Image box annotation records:
════════════════════

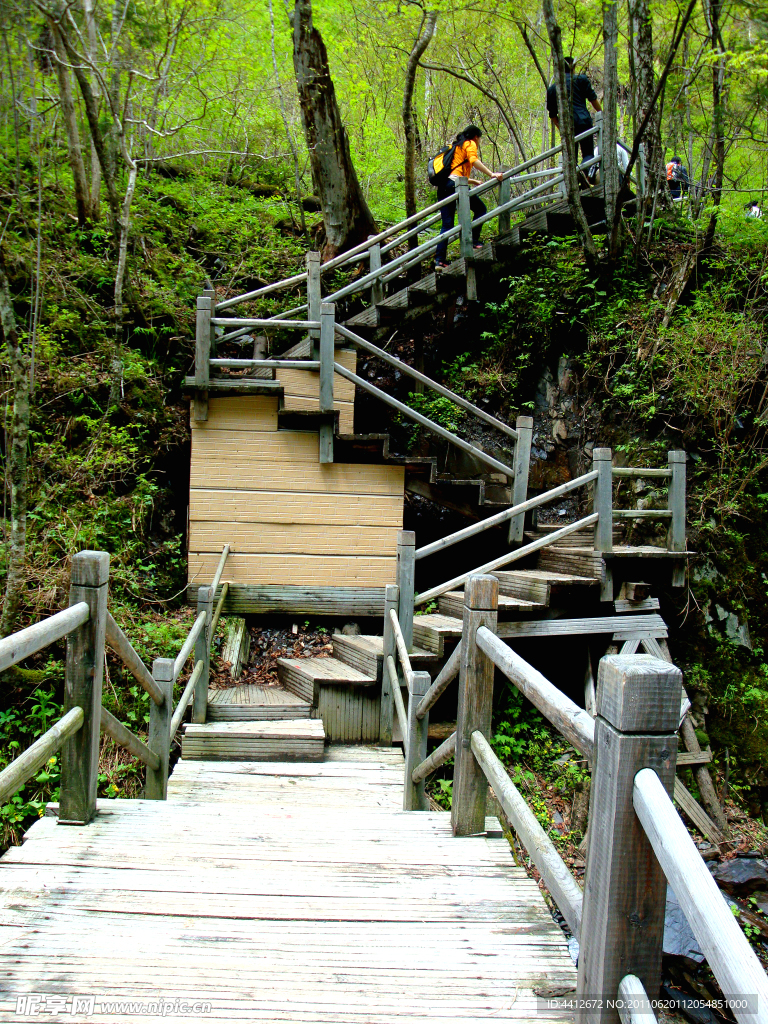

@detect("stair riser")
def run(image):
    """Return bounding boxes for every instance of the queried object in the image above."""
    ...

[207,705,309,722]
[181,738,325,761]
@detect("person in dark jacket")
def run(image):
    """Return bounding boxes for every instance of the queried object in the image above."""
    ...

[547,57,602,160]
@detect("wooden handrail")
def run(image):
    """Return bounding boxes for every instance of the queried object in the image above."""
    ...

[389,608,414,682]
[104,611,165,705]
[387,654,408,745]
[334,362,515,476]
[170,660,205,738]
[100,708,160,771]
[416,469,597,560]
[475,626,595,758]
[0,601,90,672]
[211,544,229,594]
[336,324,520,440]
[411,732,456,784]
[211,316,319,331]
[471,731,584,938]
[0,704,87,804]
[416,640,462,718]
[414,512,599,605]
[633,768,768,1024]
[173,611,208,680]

════════════════════

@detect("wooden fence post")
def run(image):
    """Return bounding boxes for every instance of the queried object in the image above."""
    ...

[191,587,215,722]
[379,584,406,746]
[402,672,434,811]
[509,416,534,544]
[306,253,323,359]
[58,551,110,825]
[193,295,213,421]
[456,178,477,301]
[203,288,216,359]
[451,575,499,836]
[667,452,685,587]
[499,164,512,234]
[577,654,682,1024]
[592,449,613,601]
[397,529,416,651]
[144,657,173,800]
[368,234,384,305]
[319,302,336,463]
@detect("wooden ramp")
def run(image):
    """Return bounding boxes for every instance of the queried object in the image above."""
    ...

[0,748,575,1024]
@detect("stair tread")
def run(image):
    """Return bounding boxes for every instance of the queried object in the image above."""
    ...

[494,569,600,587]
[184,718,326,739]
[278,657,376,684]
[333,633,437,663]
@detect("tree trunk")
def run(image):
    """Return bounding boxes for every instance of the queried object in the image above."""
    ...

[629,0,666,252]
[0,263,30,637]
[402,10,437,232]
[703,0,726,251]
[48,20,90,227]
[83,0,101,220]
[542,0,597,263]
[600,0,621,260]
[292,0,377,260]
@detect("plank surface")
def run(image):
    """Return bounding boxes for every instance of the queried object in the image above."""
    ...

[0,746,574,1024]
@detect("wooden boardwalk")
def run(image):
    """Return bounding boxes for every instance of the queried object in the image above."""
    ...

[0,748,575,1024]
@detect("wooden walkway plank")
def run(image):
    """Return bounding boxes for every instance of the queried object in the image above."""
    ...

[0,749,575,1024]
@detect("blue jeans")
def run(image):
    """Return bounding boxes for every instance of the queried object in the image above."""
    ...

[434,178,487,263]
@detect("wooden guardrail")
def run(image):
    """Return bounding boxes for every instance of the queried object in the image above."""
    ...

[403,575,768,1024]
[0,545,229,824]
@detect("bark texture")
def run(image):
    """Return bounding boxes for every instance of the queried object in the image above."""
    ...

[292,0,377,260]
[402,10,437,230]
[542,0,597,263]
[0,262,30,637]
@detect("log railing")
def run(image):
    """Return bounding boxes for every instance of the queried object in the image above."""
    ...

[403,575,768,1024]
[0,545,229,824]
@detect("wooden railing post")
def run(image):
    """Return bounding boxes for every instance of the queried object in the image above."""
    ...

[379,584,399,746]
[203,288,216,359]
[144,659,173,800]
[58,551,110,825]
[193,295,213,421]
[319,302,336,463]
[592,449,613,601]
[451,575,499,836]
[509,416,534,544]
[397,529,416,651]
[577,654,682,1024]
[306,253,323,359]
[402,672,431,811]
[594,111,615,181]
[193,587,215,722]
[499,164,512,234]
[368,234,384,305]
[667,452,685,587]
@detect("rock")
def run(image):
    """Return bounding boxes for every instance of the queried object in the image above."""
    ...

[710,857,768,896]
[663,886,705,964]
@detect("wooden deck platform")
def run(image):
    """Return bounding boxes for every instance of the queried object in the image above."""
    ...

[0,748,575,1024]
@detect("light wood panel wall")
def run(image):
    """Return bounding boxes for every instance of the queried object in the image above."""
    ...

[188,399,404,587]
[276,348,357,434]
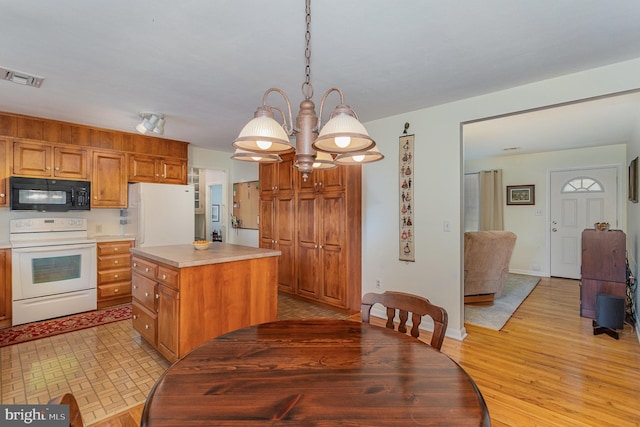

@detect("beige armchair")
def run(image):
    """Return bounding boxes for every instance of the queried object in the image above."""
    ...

════════════════════

### [SET EXERCISE]
Count the lines of the data that contain the string "railing", treating case as significant, and give only the number.

### [EXERCISE SOLUTION]
2